Problems on ages are solved by assigning variables to present ages, translating "years ago" and "years hence" into simple linear expressions, and forming equations from the given ratios or conditions.

Let the present ages be variables (often a common multiplier x for a given ratio, like 3x and 5x). "n years ago" means subtracting n from every age in the statement, and "n years hence" means adding n — critically, the age difference between two people never changes over time, only the ratio between their ages does. Translate each sentence into one linear equation, then solve the resulting system. Sanity-check the answer: ages must be positive and consistent with the original ratio.

  • The constant age-difference fact simplifies many problems
  • Common-multiplier ratios turn word problems into single equations
  • A systematic translate-then-solve method avoids setup errors

AI Mentor Explanation

Two teammates’ age gap stays fixed no matter how many seasons pass — if one is 5 years older now, they’ll be 5 years older a decade from now too, even though the ratio of their ages shifts. Age problems lean on this: the difference is invariant, only ratios change with time. Setting present ages as variables and translating "5 years ago" as subtracting 5 from each turns the wording into solvable linear equations.

Worked example

Step-by-Step Explanation

  1. Step 1

    Assign variables

    Use a common multiplier for ratios: present ages 4x and 3x.

  2. Step 2

    Translate time shifts

    "n years ago" subtracts n; "n years hence" adds n, to every age.

  3. Step 3

    Form the equation

    Use the new ratio or difference stated in the problem.

  4. Step 4

    Solve and verify

    Solve for x, substitute back, and check ages are positive and consistent.

What Interviewer Expects

  • Correct variable setup using ratio multipliers
  • Accurate translation of "years ago/hence"

__Items__:
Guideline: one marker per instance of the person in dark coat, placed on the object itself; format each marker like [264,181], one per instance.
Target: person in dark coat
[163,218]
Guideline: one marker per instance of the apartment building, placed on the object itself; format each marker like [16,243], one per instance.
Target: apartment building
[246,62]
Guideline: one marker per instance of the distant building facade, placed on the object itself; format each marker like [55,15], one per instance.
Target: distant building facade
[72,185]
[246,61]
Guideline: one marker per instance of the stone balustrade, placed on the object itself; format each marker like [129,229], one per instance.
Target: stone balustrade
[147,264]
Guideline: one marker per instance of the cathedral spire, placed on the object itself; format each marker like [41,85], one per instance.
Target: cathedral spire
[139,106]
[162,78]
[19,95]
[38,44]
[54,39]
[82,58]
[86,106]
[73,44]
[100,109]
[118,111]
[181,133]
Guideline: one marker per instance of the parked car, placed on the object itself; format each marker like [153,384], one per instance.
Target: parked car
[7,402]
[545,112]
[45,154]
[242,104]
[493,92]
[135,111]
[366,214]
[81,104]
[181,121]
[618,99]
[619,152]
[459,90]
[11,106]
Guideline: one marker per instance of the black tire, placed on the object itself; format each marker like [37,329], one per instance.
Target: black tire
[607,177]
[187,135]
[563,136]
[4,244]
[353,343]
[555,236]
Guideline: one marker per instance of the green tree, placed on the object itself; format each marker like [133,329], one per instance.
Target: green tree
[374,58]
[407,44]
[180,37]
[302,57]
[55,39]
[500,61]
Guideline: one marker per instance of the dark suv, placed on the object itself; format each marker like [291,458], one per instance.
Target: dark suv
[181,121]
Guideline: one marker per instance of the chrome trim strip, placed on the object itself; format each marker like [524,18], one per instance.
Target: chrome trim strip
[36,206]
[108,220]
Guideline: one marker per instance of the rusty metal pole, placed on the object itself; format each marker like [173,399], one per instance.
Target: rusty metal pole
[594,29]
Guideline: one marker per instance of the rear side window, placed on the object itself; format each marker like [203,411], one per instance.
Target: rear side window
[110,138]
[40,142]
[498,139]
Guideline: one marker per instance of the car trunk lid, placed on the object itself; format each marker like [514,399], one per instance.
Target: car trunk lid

__Written request 1__: In the age-problems text, what stays the same between two people's ages as time passes?
__Written request 2__: Quote the passage of the age-problems text that opens with the words containing "Two teammates’ age" and closes with "ages 4x and 3x.".

__Expected answer 1__: The age difference between them stays the same.

__Expected answer 2__:
Two teammates’ age gap stays fixed no matter how many seasons pass — if one is 5 years older now, they’ll be 5 years older a decade from now too, even though the ratio of their ages shifts. Age problems lean on this: the difference is invariant, only ratios change with time. Setting present ages as variables and translating "5 years ago" as subtracting 5 from each turns the wording into solvable linear equations.

Worked example

Step-by-Step Explanation

  1. Step 1

    Assign variables

    Use a common multiplier for ratios: present ages 4x and 3x.